Entries shown:
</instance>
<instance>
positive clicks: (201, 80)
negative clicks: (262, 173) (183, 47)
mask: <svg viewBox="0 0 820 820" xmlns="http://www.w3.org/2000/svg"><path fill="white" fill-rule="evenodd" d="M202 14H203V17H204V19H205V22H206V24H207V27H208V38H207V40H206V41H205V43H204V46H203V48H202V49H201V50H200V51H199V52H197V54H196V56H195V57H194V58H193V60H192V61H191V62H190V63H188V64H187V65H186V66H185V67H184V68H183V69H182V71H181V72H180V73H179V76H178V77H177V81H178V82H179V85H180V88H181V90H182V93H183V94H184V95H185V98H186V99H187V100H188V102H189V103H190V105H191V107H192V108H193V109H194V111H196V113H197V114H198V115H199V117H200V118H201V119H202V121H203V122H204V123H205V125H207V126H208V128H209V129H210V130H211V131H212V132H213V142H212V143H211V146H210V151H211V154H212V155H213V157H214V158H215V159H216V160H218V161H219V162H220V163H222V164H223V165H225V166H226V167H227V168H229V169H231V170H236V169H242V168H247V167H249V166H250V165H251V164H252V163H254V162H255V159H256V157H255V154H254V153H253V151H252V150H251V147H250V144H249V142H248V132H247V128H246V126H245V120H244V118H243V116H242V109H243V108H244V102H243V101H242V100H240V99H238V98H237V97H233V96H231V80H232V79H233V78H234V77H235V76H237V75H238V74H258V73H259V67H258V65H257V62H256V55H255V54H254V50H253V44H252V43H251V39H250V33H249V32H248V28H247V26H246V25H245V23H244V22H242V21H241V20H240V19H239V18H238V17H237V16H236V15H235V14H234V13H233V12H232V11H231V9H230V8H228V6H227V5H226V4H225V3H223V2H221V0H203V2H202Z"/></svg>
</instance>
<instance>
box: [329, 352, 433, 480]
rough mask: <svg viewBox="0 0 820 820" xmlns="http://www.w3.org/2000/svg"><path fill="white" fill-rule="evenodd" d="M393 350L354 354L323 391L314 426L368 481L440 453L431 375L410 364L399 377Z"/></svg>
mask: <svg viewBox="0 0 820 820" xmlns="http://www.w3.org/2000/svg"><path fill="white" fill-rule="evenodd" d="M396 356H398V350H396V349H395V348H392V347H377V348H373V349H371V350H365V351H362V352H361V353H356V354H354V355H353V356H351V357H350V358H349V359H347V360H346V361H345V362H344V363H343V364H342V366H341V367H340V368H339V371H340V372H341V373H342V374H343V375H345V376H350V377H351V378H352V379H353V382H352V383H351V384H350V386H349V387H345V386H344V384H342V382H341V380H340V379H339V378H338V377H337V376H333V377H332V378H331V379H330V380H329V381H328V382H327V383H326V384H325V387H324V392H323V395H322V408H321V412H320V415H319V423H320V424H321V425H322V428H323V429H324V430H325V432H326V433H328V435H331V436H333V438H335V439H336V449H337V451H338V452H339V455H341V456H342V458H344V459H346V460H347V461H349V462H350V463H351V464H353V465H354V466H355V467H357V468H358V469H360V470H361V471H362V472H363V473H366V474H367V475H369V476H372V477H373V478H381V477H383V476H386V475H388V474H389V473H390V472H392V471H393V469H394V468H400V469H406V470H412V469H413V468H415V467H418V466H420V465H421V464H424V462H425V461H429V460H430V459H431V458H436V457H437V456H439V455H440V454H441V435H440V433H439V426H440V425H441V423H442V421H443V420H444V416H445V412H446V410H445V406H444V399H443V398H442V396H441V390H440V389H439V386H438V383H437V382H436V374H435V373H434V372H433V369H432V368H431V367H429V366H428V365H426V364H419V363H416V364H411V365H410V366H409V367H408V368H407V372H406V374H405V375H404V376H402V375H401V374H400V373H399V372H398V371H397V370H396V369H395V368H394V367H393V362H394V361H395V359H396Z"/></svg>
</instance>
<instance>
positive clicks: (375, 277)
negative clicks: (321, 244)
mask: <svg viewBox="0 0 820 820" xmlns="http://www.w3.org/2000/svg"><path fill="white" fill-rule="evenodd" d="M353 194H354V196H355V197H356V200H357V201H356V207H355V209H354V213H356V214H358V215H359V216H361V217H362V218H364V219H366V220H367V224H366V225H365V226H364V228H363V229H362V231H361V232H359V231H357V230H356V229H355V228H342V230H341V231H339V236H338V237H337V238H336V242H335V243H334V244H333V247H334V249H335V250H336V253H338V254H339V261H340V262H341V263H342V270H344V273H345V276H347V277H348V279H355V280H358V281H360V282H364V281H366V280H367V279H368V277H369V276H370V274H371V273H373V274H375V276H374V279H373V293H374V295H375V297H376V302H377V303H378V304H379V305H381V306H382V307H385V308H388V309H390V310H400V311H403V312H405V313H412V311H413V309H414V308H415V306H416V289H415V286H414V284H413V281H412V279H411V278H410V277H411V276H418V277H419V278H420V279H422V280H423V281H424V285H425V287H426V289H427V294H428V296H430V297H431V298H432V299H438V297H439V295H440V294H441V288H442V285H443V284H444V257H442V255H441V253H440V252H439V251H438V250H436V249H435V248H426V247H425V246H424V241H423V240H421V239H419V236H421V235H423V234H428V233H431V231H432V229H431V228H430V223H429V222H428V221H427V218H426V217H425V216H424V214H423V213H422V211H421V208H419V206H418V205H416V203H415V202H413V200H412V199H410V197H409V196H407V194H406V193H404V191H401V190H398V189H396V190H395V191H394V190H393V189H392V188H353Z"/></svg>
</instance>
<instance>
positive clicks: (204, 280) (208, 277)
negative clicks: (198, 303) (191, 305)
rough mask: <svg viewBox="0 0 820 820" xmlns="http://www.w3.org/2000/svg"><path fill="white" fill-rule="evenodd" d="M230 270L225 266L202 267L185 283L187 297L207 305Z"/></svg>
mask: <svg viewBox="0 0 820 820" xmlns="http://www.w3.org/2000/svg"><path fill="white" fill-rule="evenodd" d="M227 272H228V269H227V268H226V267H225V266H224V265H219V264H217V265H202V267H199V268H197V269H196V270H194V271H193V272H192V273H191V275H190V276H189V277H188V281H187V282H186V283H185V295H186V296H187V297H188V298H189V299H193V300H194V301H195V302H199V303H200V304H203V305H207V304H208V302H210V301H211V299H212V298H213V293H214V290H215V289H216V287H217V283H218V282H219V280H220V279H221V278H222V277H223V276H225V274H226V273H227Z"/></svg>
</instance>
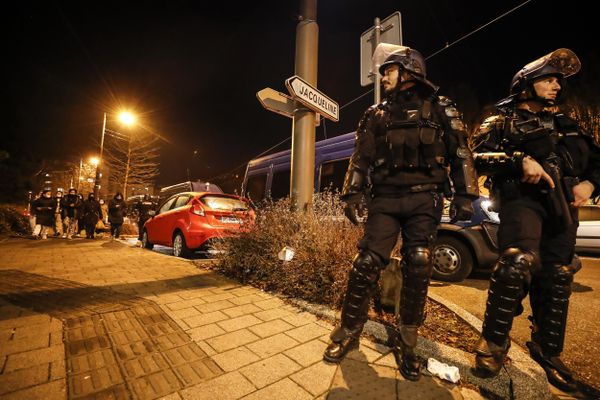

Exercise brief:
All entries must be output exactly as they stand, and every picture must be left out.

Task solution:
</instance>
<instance>
positive clicks: (201, 80)
negative clicks: (262, 173) (183, 47)
mask: <svg viewBox="0 0 820 820" xmlns="http://www.w3.org/2000/svg"><path fill="white" fill-rule="evenodd" d="M202 14H203V17H204V19H205V22H206V24H207V27H208V38H207V40H206V41H205V43H204V46H203V48H202V49H201V50H200V51H199V52H197V54H196V56H195V57H194V58H193V60H192V61H191V62H190V63H188V64H187V65H186V66H185V67H184V68H183V69H182V71H181V72H180V73H179V76H178V77H177V81H178V82H179V85H180V88H181V90H182V93H183V94H184V95H185V98H186V99H187V100H188V102H189V103H190V105H191V107H192V108H193V109H194V111H196V113H197V114H198V115H199V117H200V118H201V119H202V121H203V122H204V123H205V125H207V126H208V128H209V129H210V130H211V131H212V132H213V142H212V143H211V146H210V151H211V154H212V155H213V157H214V158H215V159H216V160H218V161H219V162H220V163H222V164H223V165H225V166H226V167H227V168H229V169H231V170H236V169H242V168H247V167H249V166H250V165H251V164H252V163H254V162H255V159H256V157H255V154H254V153H253V151H252V150H251V147H250V144H249V142H248V132H247V128H246V126H245V120H244V118H243V116H242V109H243V108H244V102H243V101H242V100H240V99H238V98H237V97H233V96H231V80H232V79H233V78H234V77H235V76H237V75H238V74H258V73H259V67H258V65H257V62H256V55H255V54H254V50H253V44H252V43H251V39H250V33H249V32H248V28H247V26H246V25H245V23H244V22H242V21H241V20H240V19H239V18H238V17H237V16H236V15H235V14H234V13H233V12H232V11H231V9H230V8H228V6H227V5H226V4H225V3H223V2H221V0H203V2H202Z"/></svg>
</instance>
<instance>
box: [329, 352, 433, 480]
rough mask: <svg viewBox="0 0 820 820" xmlns="http://www.w3.org/2000/svg"><path fill="white" fill-rule="evenodd" d="M393 350L354 354L323 391L314 426L368 481L440 453L431 375L410 364L399 377Z"/></svg>
mask: <svg viewBox="0 0 820 820" xmlns="http://www.w3.org/2000/svg"><path fill="white" fill-rule="evenodd" d="M396 356H398V350H396V349H395V348H392V347H377V348H373V349H371V350H365V351H362V352H361V353H356V354H354V355H353V356H351V357H350V358H349V359H347V360H346V361H345V362H344V363H343V364H342V366H341V367H340V368H339V371H340V372H341V373H342V374H343V375H345V376H350V377H351V378H352V379H353V382H352V383H351V384H350V386H349V387H345V386H344V384H342V382H341V380H340V379H339V378H338V377H337V376H333V377H332V378H331V379H330V380H329V381H328V382H327V383H326V384H325V387H324V392H323V395H322V408H321V412H320V415H319V423H320V424H321V425H322V428H323V429H324V430H325V432H326V433H328V435H331V436H333V438H335V439H336V449H337V451H338V452H339V455H341V456H342V458H344V459H346V460H347V461H349V462H350V463H351V464H353V465H354V466H355V467H357V468H358V469H360V470H361V471H362V472H363V473H366V474H367V475H369V476H372V477H373V478H381V477H383V476H386V475H388V474H389V473H390V472H392V471H393V469H394V468H400V469H406V470H412V469H413V468H415V467H418V466H420V465H421V464H424V462H425V461H429V460H430V459H431V458H436V457H437V456H439V455H440V454H441V435H440V433H439V426H440V425H441V423H442V421H443V420H444V416H445V412H446V410H445V406H444V399H443V398H442V396H441V390H440V389H439V386H438V383H437V382H436V374H435V373H434V372H433V369H432V368H431V367H429V366H428V365H426V364H419V363H416V364H411V365H410V366H409V367H408V368H407V372H406V374H405V375H404V376H402V375H401V374H400V373H399V372H398V371H397V370H396V369H395V368H394V367H393V362H394V361H395V359H396Z"/></svg>
</instance>
<instance>
positive clicks: (375, 277)
negative clicks: (321, 244)
mask: <svg viewBox="0 0 820 820" xmlns="http://www.w3.org/2000/svg"><path fill="white" fill-rule="evenodd" d="M353 194H354V196H355V197H356V200H357V201H356V207H355V209H354V213H356V214H358V215H359V216H361V217H362V218H364V219H366V220H367V224H366V225H365V226H364V228H363V229H362V231H361V232H359V231H357V230H356V229H355V228H342V230H341V231H339V236H338V237H337V238H336V242H335V243H334V244H333V247H334V249H335V250H336V253H338V254H339V261H340V262H341V263H342V270H344V273H345V276H347V277H348V279H355V280H358V281H360V282H364V281H366V280H367V279H368V277H369V276H370V274H371V273H373V274H375V276H374V279H373V293H374V295H375V297H376V302H377V303H378V304H379V305H381V306H382V307H385V308H388V309H390V310H400V311H403V312H405V313H412V311H413V309H414V308H415V306H416V289H415V286H414V284H413V281H412V279H411V278H410V277H411V276H418V277H419V278H420V279H422V280H423V281H424V285H425V287H426V289H427V294H428V296H430V297H431V298H432V299H438V297H439V295H440V294H441V288H442V285H443V284H444V257H442V255H441V253H440V252H439V251H438V250H436V249H435V248H426V247H425V246H424V241H423V240H421V239H419V236H421V235H423V234H428V233H431V231H432V229H431V228H430V223H429V222H428V221H427V218H426V217H425V216H424V214H423V213H422V211H421V208H419V206H418V205H416V203H415V202H413V200H412V199H410V197H409V196H407V194H406V193H404V191H401V190H398V189H396V190H395V191H394V190H393V189H392V188H353Z"/></svg>
</instance>
<instance>
positive clicks: (204, 280) (208, 277)
negative clicks: (198, 303) (191, 305)
rough mask: <svg viewBox="0 0 820 820" xmlns="http://www.w3.org/2000/svg"><path fill="white" fill-rule="evenodd" d="M230 270L225 266L202 267L185 283L187 297L207 305Z"/></svg>
mask: <svg viewBox="0 0 820 820" xmlns="http://www.w3.org/2000/svg"><path fill="white" fill-rule="evenodd" d="M227 272H228V269H227V268H226V267H225V266H224V265H219V264H217V265H202V267H199V268H197V269H196V270H194V271H193V272H192V273H191V275H190V276H189V277H188V281H187V282H186V283H185V295H186V296H187V297H188V298H189V299H193V300H194V301H195V302H199V303H200V304H203V305H207V304H208V302H210V301H211V299H212V298H213V293H214V290H215V289H216V287H217V283H218V282H219V280H220V279H221V278H222V277H223V276H225V274H226V273H227Z"/></svg>
</instance>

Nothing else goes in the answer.